● Document text:
== Segment start ==
How about White Supremacy, forced tithing (paycheck withholding; mandatory in Utah), Brigham Young's declaration of war against the US, the Meadows Mountain Massacre (look it up), and special Government-Issued underwear?
"Jello"?
-- @rjamestaylor on Ello
The problems with this statement are going to be tough to clear up for those just joining the Mormon debates. When Joseph Smith died, he threw the proverbial boquet into the drunken bridesmaid horde. He never left clear instructions on who was to succeed him, and he had a tendency to make crazy promises to keep people happy. In short, there were about ten people who thought they should lead the Church, each with their own valid claims of authority (see "Origins of Power," by D. Michael Quinn).
Brigham Young just happened to be really charismatic, and got the majority of the early Mormons to accept his authority above other claimants (Sidney Rigdon, James Strang, Samuel Smith, Joseph Smith III). The victors rewrote the history books to demonstrate their legitimacy.
If you want a truly unambiguous name, call yourself the Brighamites. Each of the other splinter groups (gun-toting polygamists included) have every bit as much right to call themselves Mormons/Latter-day Saints as Brigham Young's followers do.
== Segment end ==
● Try it: Extract the entire passage on Mormon succession above, word for word. Rely on the passage on Mormon succession alone.

● Information:
== Segment start ==
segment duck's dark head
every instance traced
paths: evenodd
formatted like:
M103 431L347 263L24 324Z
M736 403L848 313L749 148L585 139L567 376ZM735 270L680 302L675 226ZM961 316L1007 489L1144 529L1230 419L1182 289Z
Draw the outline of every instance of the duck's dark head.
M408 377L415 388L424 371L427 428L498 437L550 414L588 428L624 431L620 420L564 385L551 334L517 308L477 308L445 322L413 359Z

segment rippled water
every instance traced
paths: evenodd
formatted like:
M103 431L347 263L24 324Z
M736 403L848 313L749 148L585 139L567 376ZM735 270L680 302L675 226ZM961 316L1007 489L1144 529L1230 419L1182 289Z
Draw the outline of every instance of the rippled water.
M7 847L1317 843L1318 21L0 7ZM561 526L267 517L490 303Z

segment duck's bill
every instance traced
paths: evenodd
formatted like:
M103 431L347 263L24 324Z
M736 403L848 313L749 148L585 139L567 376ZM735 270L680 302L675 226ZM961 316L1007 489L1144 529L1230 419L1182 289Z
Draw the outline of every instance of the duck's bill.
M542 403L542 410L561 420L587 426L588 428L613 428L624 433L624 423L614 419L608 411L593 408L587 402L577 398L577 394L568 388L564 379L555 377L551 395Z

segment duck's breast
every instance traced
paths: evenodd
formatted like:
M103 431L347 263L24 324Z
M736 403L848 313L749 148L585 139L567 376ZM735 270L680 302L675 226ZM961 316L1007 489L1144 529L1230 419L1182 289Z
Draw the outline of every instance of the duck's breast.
== Segment end ==
● Solved exercise:
How about White Supremacy, forced tithing (paycheck withholding; mandatory in Utah), Brigham Young's declaration of war against the US, the Meadows Mountain Massacre (look it up), and special Government-Issued underwear?
"Jello"?
-- @rjamestaylor on Ello
The problems with this statement are going to be tough to clear up for those just joining the Mormon debates. When Joseph Smith died, he threw the proverbial boquet into the drunken bridesmaid horde. He never left clear instructions on who was to succeed him, and he had a tendency to make crazy promises to keep people happy. In short, there were about ten people who thought they should lead the Church, each with their own valid claims of authority (see "Origins of Power," by D. Michael Quinn).
Brigham Young just happened to be really charismatic, and got the majority of the early Mormons to accept his authority above other claimants (Sidney Rigdon, James Strang, Samuel Smith, Joseph Smith III). The victors rewrote the history books to demonstrate their legitimacy.
If you want a truly unambiguous name, call yourself the Brighamites. Each of the other splinter groups (gun-toting polygamists included) have every bit as much right to call themselves Mormons/Latter-day Saints as Brigham Young's followers do.